-- PASSAGE PROVIDED --
>> BEGIN

# what is this?



## FREEPOP (Apr 11, 2002)

I just hope Robert isn't colored blind too. I'd never want to deer hunt anywhere near him (jk)


----------



## MOTOMAN91 (Oct 26, 2010)

Sorry robert, everyone says it's a bobcat except you. If you don't think it's a bobcat, then fine. But i'm sticking with the other 99% of hunters that know it is one.


----------



## Jowdones (Feb 21, 2007)

Sure looks like a bobcat, and if it is it's a very large one. Gooseboy, what does your friend say it is? He obviously had time to get a snapshot which tells me he more time to observe it. What's his opinion?


----------



## FREEPOP (Apr 11, 2002)

It'll be interesting to see what these people think, many of them have seen hundreds of bobcats a year.

http://www.trapperman.com/forum/ubbthreads.php/topics/2699571/What_animal_is_this.html#Post2699571


----------



## Robert Holmes (Oct 13, 2008)

FREEPOP said:


> It'll be interesting to see what these people think, many of them have seen hundreds of bobcats a year.

>> END

-- LISTED ENTRIES --

>> BEGIN

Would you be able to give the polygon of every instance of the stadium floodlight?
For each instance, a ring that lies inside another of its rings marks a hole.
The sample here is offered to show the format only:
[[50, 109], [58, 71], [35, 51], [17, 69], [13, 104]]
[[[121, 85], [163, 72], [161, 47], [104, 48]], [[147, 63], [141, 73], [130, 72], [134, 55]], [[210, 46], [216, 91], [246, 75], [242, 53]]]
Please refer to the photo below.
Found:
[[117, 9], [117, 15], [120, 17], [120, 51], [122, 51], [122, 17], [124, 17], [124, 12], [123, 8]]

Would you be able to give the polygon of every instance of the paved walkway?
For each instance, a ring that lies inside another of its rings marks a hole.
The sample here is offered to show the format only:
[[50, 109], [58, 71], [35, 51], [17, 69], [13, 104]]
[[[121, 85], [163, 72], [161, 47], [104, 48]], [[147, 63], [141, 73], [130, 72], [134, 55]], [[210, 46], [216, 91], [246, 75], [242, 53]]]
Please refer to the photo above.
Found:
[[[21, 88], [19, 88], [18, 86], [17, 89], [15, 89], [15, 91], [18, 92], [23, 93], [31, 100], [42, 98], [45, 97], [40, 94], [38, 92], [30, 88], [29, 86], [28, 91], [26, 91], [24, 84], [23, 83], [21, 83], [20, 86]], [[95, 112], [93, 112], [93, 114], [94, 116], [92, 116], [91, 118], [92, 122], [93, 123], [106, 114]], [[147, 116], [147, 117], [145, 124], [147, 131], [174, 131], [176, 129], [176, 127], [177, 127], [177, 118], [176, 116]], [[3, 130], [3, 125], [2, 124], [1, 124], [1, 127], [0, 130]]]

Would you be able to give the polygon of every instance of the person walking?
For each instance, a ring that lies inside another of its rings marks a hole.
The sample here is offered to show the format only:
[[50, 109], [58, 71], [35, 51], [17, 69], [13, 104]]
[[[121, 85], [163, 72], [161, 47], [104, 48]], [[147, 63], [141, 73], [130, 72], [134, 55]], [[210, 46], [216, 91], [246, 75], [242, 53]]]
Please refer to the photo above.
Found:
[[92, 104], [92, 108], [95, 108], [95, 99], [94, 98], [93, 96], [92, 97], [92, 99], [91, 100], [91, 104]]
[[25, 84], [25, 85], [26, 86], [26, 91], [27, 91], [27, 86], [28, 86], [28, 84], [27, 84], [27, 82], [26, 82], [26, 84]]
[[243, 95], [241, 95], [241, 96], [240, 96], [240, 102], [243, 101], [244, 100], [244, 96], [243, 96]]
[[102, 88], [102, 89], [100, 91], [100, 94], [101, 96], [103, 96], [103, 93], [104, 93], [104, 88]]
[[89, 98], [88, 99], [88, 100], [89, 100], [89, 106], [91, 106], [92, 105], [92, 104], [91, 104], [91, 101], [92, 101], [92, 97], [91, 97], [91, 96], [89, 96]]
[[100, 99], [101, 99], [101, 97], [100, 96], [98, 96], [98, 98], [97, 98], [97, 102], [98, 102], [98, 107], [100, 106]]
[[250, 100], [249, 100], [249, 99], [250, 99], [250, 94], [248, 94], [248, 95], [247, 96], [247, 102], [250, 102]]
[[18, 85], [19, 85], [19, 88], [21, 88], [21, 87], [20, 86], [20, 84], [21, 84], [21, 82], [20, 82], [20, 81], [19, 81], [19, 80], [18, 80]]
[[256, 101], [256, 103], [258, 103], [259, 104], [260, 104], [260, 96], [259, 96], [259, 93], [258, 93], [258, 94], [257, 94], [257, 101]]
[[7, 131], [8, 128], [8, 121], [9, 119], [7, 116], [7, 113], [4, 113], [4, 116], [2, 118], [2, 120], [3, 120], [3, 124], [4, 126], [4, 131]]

>> END

-- PROBLEMS AND TASKS --
**a)** Answer these questions about the forum thread:
(i) What percentage of hunters does MOTOMAN91 say know the animal is a bobcat?
(ii) What activity would FREEPOP never want to do anywhere near Robert?
(iii) Whose friend does Jowdones ask about?
**b)** Can you format the lines of the records, starting at the line containing "the person walking?" and ending at the line containing "100], [91, 104]]", as a JSON list of strings, one string per line, with blank lines left out?
The forum thread and the records have nothing to do with each other.

-- TASK ANSWERS --
**a)**
(i) 99%
(ii) Deer hunt
(iii) Gooseboy's

**b)**
[
  "Would you be able to give the polygon of every instance of the person walking?",
  "For each instance, a ring that lies inside another of its rings marks a hole.",
  "The sample here is offered to show the format only:",
  "[[50, 109], [58, 71], [35, 51], [17, 69], [13, 104]]",
  "[[[121, 85], [163, 72], [161, 47], [104, 48]], [[147, 63], [141, 73], [130, 72], [134, 55]], [[210, 46], [216, 91], [246, 75], [242, 53]]]",
  "Please refer to the photo above.",
  "Found:",
  "[[92, 104], [92, 108], [95, 108], [95, 99], [94, 98], [93, 96], [92, 97], [92, 99], [91, 100], [91, 104]]"
]